Moody’s RMS’ Muir-Wood predicts “significant” Mediterranean floods this year

Record temperatures this summer will lead to “significant” floods around the Mediterranean later in the year, Moody’s RMS chief research officer Robert Muir-Wood has warned.

Speaking to The Insurer TV at this year’s Rendez-Vous about how climate events are changing, Muir-Wood predicted that other Mediterranean countries will follow Greece and Turkey in being affected by serious floods, after the hottest July on record globally.

“We have seen such hot conditions this summer, heating up the Mediterranean, that we're actually going to get some significant floods around the margins of the Mediterranean,” he said.

Areas that have experienced high temperatures and wildfires are more likely to later experience floods because ground that has become parched and hard loses its ability to absorb water, which can lead to flash flooding, he explained.

Muir-Wood told The Insurer TV the floods would appear in places that tend to have high rainfall in autumn, such as the south of France. “I would not be surprised if there were significant floods in the region around the western Mediterranean,” he said.

· · · · ·

_Short task_
Pick up the news article on Muir-Wood's Mediterranean flood forecast after its last sentence and keep writing it.

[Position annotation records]
· · · · ·

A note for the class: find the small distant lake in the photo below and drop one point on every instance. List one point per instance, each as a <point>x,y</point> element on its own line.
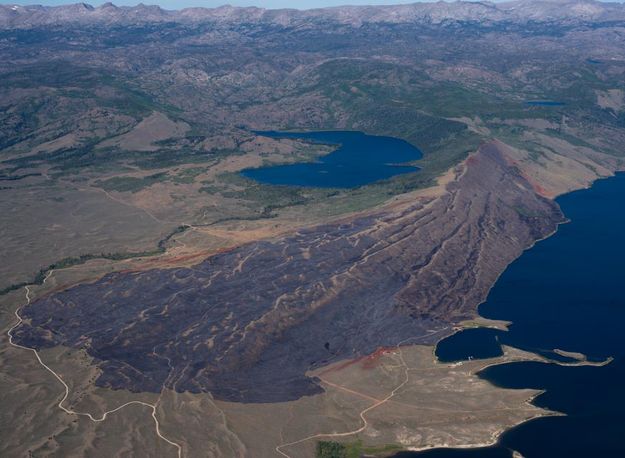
<point>544,103</point>
<point>358,159</point>
<point>567,292</point>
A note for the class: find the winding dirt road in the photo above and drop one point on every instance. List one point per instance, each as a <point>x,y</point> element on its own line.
<point>66,387</point>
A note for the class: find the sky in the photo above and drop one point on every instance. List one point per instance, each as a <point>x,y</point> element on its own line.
<point>177,4</point>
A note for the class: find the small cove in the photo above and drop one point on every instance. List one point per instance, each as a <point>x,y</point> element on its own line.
<point>567,292</point>
<point>358,159</point>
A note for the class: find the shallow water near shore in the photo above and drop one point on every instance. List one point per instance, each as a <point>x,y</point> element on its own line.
<point>359,159</point>
<point>567,293</point>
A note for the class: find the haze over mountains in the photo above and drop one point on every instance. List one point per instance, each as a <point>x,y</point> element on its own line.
<point>163,284</point>
<point>575,11</point>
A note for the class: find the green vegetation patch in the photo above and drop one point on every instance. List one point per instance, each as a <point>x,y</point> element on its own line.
<point>332,449</point>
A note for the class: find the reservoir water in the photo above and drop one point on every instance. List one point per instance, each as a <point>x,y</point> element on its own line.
<point>568,293</point>
<point>358,160</point>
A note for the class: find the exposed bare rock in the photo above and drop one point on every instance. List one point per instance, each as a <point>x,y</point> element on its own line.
<point>247,324</point>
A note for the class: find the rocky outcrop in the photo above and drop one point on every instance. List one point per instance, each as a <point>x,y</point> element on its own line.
<point>248,324</point>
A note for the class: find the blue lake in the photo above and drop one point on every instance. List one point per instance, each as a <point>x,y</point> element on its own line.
<point>568,292</point>
<point>359,159</point>
<point>544,103</point>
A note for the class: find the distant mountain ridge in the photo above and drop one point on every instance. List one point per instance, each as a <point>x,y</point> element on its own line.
<point>576,11</point>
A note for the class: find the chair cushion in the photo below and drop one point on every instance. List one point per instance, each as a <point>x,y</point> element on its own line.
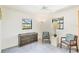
<point>69,37</point>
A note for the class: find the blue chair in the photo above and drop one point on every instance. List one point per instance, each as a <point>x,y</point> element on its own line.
<point>46,37</point>
<point>70,40</point>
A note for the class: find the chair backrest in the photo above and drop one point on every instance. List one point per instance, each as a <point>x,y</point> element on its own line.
<point>69,37</point>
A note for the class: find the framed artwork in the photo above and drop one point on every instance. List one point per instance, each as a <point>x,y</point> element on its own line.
<point>60,22</point>
<point>26,23</point>
<point>0,13</point>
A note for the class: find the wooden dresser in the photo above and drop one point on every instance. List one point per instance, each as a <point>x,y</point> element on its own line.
<point>26,38</point>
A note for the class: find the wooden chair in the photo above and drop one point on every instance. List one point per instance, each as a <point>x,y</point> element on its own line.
<point>70,40</point>
<point>46,37</point>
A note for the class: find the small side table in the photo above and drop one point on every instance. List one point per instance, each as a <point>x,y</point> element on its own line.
<point>54,41</point>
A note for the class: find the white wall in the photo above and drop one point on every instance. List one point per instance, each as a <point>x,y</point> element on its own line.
<point>70,21</point>
<point>0,35</point>
<point>12,26</point>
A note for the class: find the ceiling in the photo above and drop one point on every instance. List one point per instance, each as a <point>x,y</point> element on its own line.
<point>37,8</point>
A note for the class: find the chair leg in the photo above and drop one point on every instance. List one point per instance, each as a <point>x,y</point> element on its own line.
<point>69,49</point>
<point>60,45</point>
<point>77,48</point>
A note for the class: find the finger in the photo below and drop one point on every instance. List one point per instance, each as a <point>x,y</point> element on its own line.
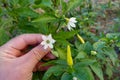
<point>31,58</point>
<point>22,41</point>
<point>39,67</point>
<point>49,56</point>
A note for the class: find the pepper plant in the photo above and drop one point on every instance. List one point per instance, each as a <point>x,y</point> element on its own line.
<point>82,51</point>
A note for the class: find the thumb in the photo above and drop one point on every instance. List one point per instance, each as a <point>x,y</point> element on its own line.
<point>34,56</point>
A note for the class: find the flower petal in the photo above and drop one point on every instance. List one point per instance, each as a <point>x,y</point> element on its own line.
<point>51,45</point>
<point>43,37</point>
<point>69,27</point>
<point>72,24</point>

· · · · ·

_Task response_
While such floods could prove to be costly for the insurance industry, Muir-Wood doesn’t expect payouts to reach the highs of previous years, further highlighting the growing protection gap around flood risk and other so-called secondary perils.

“In Italy, there is not a lot of insurance [as] people assume the government will bail them out … On the commercial side, there's insurance being purchased, [but] I don't think it's going to be a very big deal … nothing like the 2021 floods in Germany and Belgium, which caused €10bn or more of insured loss,” he said.

Muir-Wood’s prediction follows devastating wildfires across Europe this summer, particularly in Greece, to which he argues the reinsurance industry has been slow to react. He said that while Greece and Portugal have seen the biggest wildfires over the previous year, both countries have “relatively low” insurance take-up rates.

“These fires are happening in rural areas, they're affecting smallholdings in particular. [These are] people who typically do not have insurance, so it’s not been a big deal for insurance so far,” he explained.

“But, I would anticipate that, before too long, we're going to have to treat wildfires in Europe more seriously, in the same way we learnt to treat wildfires in the US seriously after the events of 2017 and 2018.”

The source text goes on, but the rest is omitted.